**WHAT YOU HAVE TO DO**:
Would you return exactly the lines running from the one with "white trim board" to the bottom of the listing below, and no others?
- Opening Delimiter -
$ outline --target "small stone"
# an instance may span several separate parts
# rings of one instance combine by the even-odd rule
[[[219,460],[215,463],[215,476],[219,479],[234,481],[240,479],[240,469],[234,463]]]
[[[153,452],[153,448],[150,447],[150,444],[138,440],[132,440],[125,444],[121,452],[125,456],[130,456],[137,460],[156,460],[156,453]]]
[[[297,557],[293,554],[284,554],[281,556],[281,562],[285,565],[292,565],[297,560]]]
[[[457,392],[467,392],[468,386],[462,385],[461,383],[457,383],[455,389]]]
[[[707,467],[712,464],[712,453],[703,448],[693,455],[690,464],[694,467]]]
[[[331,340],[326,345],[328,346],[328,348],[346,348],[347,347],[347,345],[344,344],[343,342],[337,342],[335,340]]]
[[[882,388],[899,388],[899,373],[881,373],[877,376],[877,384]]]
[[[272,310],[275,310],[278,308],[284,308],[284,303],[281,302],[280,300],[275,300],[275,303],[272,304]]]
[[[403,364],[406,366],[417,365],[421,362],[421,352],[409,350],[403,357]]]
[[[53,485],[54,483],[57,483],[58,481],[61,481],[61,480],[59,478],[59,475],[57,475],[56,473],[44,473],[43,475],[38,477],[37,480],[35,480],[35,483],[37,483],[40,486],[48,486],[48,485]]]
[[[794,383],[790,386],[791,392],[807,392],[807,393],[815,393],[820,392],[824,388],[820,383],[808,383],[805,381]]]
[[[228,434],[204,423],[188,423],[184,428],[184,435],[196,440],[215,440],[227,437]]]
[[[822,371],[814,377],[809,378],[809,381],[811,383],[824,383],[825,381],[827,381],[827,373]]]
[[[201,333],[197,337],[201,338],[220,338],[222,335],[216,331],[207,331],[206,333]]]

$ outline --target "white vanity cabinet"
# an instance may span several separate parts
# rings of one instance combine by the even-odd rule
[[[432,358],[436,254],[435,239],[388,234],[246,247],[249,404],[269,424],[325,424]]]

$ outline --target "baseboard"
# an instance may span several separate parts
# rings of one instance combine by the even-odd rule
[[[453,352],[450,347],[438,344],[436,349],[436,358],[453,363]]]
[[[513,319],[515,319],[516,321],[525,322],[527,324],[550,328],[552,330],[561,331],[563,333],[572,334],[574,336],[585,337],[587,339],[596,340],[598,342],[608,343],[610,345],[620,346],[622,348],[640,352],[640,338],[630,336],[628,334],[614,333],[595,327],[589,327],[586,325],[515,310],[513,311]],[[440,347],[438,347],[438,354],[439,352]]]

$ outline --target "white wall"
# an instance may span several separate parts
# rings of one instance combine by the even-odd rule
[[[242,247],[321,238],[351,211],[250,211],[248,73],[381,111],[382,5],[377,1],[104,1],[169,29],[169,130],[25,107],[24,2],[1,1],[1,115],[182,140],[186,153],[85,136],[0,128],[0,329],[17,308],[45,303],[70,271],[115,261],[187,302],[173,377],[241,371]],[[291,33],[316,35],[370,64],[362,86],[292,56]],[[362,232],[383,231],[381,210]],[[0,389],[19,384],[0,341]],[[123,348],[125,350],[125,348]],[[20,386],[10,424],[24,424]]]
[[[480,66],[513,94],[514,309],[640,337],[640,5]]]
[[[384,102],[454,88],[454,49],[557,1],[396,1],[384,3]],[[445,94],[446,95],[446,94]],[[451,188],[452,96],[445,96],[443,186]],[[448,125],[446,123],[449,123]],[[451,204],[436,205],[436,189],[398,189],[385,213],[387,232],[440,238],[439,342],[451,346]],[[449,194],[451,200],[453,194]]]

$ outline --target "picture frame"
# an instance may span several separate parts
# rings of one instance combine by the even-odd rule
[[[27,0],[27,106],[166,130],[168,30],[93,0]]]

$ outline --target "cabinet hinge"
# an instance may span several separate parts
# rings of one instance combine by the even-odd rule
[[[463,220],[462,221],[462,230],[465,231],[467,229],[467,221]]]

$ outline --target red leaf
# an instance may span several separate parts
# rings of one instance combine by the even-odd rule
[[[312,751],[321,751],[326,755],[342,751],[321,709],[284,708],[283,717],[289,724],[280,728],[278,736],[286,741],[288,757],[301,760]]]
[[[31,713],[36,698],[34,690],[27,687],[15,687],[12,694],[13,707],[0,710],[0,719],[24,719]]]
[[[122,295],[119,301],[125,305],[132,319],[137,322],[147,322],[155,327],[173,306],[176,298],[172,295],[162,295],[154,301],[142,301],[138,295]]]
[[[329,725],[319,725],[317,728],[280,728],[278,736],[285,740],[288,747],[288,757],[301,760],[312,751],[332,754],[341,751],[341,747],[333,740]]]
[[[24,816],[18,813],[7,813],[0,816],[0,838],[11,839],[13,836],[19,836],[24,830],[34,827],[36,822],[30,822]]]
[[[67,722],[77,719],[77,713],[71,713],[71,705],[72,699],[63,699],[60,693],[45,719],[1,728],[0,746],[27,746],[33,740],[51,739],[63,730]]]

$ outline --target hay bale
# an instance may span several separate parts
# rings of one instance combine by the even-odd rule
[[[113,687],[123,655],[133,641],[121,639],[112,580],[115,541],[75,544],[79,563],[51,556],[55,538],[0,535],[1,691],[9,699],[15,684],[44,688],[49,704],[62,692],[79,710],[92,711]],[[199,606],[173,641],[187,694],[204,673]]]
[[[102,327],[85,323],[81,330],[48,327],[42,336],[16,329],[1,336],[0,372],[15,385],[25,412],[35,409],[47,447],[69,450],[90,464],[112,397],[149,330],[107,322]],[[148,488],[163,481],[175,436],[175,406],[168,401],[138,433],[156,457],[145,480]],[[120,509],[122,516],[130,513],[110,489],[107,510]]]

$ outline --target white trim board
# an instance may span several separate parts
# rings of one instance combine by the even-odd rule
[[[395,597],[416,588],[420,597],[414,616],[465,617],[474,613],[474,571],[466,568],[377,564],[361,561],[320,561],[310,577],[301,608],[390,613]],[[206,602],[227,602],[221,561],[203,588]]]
- Closing Delimiter -
**RESULT OF THE EXERCISE**:
$ outline --target white trim board
# an instance may span several separate parts
# rings of one instance combine by the even-odd rule
[[[395,597],[416,588],[420,597],[414,616],[465,617],[474,613],[474,571],[466,568],[377,564],[361,561],[320,561],[310,577],[301,608],[390,613]],[[206,602],[227,602],[221,561],[203,588]]]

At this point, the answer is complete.